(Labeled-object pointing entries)
= = = = = = =
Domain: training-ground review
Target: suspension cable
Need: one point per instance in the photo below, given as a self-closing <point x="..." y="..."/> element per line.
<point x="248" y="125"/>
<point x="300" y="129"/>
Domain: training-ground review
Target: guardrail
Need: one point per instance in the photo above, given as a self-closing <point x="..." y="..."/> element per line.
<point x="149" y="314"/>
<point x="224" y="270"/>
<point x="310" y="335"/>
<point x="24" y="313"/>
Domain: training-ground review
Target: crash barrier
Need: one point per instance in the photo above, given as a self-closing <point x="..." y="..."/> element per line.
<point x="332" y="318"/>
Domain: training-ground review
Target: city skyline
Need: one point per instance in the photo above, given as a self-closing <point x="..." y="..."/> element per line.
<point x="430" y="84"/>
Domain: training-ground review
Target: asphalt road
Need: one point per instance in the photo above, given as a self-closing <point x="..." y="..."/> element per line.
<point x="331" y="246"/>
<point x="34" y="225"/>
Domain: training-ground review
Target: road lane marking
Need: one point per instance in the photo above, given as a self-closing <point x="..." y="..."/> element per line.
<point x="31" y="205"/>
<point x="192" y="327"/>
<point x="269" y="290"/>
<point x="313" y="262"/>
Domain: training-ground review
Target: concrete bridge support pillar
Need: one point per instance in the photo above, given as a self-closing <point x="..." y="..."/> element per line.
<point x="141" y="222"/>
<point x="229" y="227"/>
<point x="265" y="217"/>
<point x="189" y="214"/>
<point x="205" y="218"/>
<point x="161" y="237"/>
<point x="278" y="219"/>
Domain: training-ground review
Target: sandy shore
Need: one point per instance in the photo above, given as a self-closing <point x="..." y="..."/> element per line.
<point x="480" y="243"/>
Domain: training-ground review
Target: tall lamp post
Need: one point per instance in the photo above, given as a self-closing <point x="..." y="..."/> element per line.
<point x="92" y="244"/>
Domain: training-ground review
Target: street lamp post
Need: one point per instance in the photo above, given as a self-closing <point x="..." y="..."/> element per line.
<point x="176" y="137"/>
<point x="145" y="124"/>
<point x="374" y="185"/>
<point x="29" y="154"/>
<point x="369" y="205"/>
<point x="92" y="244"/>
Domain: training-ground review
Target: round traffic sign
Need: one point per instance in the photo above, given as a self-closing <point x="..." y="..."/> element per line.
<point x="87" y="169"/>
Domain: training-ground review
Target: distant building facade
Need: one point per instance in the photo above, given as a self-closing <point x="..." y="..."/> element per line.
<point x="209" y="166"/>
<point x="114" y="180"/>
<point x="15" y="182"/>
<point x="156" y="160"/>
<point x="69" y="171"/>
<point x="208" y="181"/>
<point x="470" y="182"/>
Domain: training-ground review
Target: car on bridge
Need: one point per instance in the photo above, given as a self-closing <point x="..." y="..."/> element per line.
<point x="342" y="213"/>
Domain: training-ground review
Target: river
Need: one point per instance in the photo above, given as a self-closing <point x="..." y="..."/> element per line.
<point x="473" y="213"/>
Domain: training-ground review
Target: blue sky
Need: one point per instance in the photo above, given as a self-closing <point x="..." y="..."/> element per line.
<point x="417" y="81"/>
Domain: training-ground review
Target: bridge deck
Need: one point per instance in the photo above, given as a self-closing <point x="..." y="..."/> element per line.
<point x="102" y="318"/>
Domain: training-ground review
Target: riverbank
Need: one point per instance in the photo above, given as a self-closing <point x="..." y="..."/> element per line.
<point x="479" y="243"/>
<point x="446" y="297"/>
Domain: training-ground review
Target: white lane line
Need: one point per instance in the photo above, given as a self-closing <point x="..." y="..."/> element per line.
= = = = = = =
Your task is to quote all of the data word for word.

Domain: training-ground review
Target: suspension cable
Need: one point per instance in the photo below, given as a self-closing <point x="..." y="..."/> element per line.
<point x="248" y="125"/>
<point x="300" y="129"/>
Domain: training-ground review
Target: guardrail
Need: one point per instance in the photo above, given as a self-closing <point x="..." y="..."/> element per line.
<point x="149" y="314"/>
<point x="224" y="270"/>
<point x="310" y="335"/>
<point x="24" y="313"/>
Domain: training-ground review
Target: crash barrier
Need: one point per instance in the photo above, given as a self-closing <point x="..." y="..."/> element per line.
<point x="332" y="318"/>
Domain: training-ground review
Target: city skyline
Need: one point per instance in the photo above, given as a self-closing <point x="..." y="..."/> element per line.
<point x="430" y="84"/>
Domain: training-ground review
Target: asphalt road
Need: one point per instance in the photo above, given as a self-closing <point x="..." y="..."/> element per line.
<point x="331" y="246"/>
<point x="34" y="225"/>
Domain: training-ground review
Target: road lane marking
Need: one point per instance in the photo above, given as a self-closing <point x="..." y="..."/> element per line.
<point x="31" y="205"/>
<point x="192" y="327"/>
<point x="269" y="290"/>
<point x="313" y="262"/>
Domain: training-ground review
Target: concrete bridge support pillar
Need: one point per instance in the photo above, given as a self-closing <point x="..." y="..."/> element per line.
<point x="141" y="222"/>
<point x="229" y="227"/>
<point x="265" y="217"/>
<point x="189" y="214"/>
<point x="205" y="218"/>
<point x="161" y="237"/>
<point x="278" y="219"/>
Domain: training-ground review
Target: sandy shore
Need: one point per instance in the photo above, given as a self-closing <point x="..." y="..."/> element per line.
<point x="480" y="243"/>
Domain: training-ground review
Target: tall lamp post
Need: one point per instance in the photo above, given as a self-closing <point x="..." y="..."/> element per line.
<point x="92" y="244"/>
Domain: training-ground review
Target: street lamp post
Need: one point per instance in the photo above, given as a self-closing <point x="..." y="..."/> element per line.
<point x="176" y="137"/>
<point x="145" y="124"/>
<point x="374" y="185"/>
<point x="29" y="154"/>
<point x="369" y="205"/>
<point x="92" y="244"/>
Domain: training-ground review
Target: round traffic sign
Need: one point per instance in the photo above, given as a self-closing <point x="..." y="..."/> element per line.
<point x="87" y="169"/>
Domain: training-ground review
Target: distant building facade
Need: one point per instance in the photo above, given as a self-closing <point x="..." y="..."/> element per line.
<point x="209" y="166"/>
<point x="114" y="180"/>
<point x="15" y="182"/>
<point x="156" y="160"/>
<point x="69" y="171"/>
<point x="208" y="181"/>
<point x="470" y="182"/>
Domain: training-ground review
Target: car on bridge
Need: one point per instance in the photo above, given as a self-closing <point x="..." y="..."/> element per line.
<point x="342" y="213"/>
Domain: training-ground review
Target: river
Need: one point per instance in the photo above, given as a self-closing <point x="..." y="..."/> element per line.
<point x="473" y="213"/>
Domain: training-ground review
Target: blue sky
Need: one point per instance in the photo above, given as a self-closing <point x="..." y="..."/> element per line.
<point x="417" y="81"/>
Domain: training-ground review
Target: bridge deck
Need: one point per instance in the photo above, given as a self-closing <point x="..." y="..."/> element per line.
<point x="102" y="318"/>
Domain: training-ground review
Target: riverbank
Need: one point per instance in the photo above, given as a self-closing <point x="..." y="..."/> element per line.
<point x="479" y="243"/>
<point x="446" y="297"/>
Domain: training-ground review
Target: white lane line
Need: one point per instance in the photo above, given as a self-closing <point x="..." y="..."/> element per line.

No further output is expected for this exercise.